* **Goals**:
(a) Summarize the passage below in two sentences.
(b) How many lines of the listing further down contain the word "building"? Reply with the number only.

* **Passage**:
For example, assume you work for two employers, making $72,600
from each. Each employer will deduct $4501.20 from your wages for Social Security, for a
total of $9002.40. But you were only supposed to pay the government half of that amount.
You get the other $4501.20 as a credit to reduce your income tax. Any excess over your tax
comes back to you as a refund.
Earned income credits
The earned income credit is a form of negative income tax. That
means that the credit can reduce your taxes below zero and the IRS pays you the
difference.
The amount of the credit you can claim depends on whether you
have one, more than one, or no qualifying children. For 1999, the parameters of the credit
are as below:
| No. of Children | Max. Credit | Earned Income | Credit Phaseout Begins | Complete Phaseout |
| 1 | $2,312 | $6,680 | $12,260 | $26,928 |
| 2 or more | $3,816 | $9,390 | $12,260 | $30,210 |
| None | $347 | $4,460 | $5,570 | $10,030 |
The earned income amount is the amount of earned income that's allowed and still
receives the full credit. The phaseout shows how much income you can earn before the
credit begins phasing out, and the final figure shows the annual income at which no credit
is allowed.
In order to claim the credit, you must have an eligible child or
meet other qualifications. While the qualifications are complicated, they're worth
pursuing, especially since the credit is designed to help low-income families where even a
few extra dollars can make a substantial difference in living standards.
Child care credit
If you incur expenses in connection with the care of your
children under age 13, or your spouse is physically or mentally unable to care for himself
or herself, you can get a tax credit for some of these expenses.
The credit is a percent of those qualifying expenses. It ranges
from 30% if your income is not more than $10,000 to 20% if your income is $28,000 or more.
The amount of qualifying expenses is capped at $2,400 for one child or $4,800 for two or
more. This means the maximum credit for a family with two or more children is $960 ($4,800
x 0.20).
While this credit isn't refundable, the definition of qualified
expenses makes this a credit to be enjoyed. Not only do direct child care expenses such as
day care or even babysitting qualify, but indirect expenses qualify as well. For example,
if I hire a day care and cleaning service to care for my children and clean my house so my
wife can work (or go to school for five months in the tax year), the cost of that cleaning
service is a qualifying expense. Give your spouse a reason to smile -- hire someone to
clean your house and get the IRS to help pay for it.
If you have a dependent care program at work, where dollars are
deducted from your compensation for child care expenses, those dollars reduce your
qualifying expenses. For example, if I reduce my wages by $2,000 for my dependent care
program, that $2,000 reduces my qualified expense maximums to $400 for one child or $2,800
for more than one ($2,400 -$2,000 or $4,800 - $2,000).
If you're in a tax bracket higher than 20%, putting these
dollars in a dependent care program usually saves you more money than taking the credit
directly. The program's dollars aren't taxed, but you lose them if you don't spend them.
Check with your employer to see if a program exists. If it doesn't, get one created.

* **Dataset records**:
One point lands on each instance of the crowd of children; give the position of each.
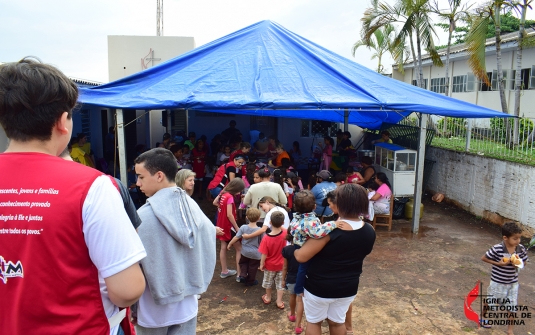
(268, 245)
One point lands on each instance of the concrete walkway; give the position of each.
(410, 284)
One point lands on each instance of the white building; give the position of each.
(465, 86)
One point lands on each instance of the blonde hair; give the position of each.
(181, 176)
(253, 214)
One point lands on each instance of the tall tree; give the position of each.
(414, 17)
(476, 40)
(451, 15)
(522, 7)
(383, 43)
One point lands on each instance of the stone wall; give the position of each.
(496, 190)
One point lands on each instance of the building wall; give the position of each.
(125, 53)
(496, 190)
(490, 99)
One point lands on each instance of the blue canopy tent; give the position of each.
(267, 70)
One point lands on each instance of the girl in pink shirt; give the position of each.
(381, 198)
(327, 153)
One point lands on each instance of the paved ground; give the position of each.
(410, 284)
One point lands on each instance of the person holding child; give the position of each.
(264, 187)
(270, 207)
(250, 256)
(226, 220)
(272, 261)
(305, 225)
(336, 260)
(503, 285)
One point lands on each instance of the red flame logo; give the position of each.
(468, 300)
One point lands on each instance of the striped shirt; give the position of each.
(505, 274)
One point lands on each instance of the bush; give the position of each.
(455, 127)
(499, 125)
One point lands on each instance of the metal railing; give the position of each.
(506, 139)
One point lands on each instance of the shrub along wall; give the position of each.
(496, 190)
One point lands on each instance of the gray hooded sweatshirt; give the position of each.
(180, 244)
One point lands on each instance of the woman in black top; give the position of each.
(336, 262)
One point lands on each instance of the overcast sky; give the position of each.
(72, 34)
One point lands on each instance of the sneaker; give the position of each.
(230, 273)
(252, 284)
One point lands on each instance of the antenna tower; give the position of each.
(159, 17)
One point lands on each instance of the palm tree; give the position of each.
(476, 39)
(522, 7)
(451, 15)
(384, 38)
(414, 17)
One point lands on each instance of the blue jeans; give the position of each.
(301, 276)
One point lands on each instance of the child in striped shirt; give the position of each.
(503, 287)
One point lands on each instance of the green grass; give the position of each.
(486, 148)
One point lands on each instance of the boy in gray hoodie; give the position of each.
(180, 244)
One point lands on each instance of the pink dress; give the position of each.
(327, 157)
(353, 177)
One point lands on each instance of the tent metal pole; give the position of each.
(468, 135)
(420, 158)
(121, 144)
(346, 119)
(169, 128)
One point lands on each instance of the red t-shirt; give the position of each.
(272, 246)
(222, 220)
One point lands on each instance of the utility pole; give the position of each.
(159, 17)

* **Solutions to the exercise**:
(a) The passage explains that working for two employers can lead to excess Social Security withholding, which is credited against income tax and refunded if it exceeds the tax, and that the earned income credit can reduce taxes below zero, with its size depending on the number of qualifying children. It also describes the child care credit, worth 20% to 30% of capped qualifying expenses that can include indirect costs such as a cleaning service, and notes that dollars set aside in a workplace dependent care program reduce those qualifying expenses.

(b) 2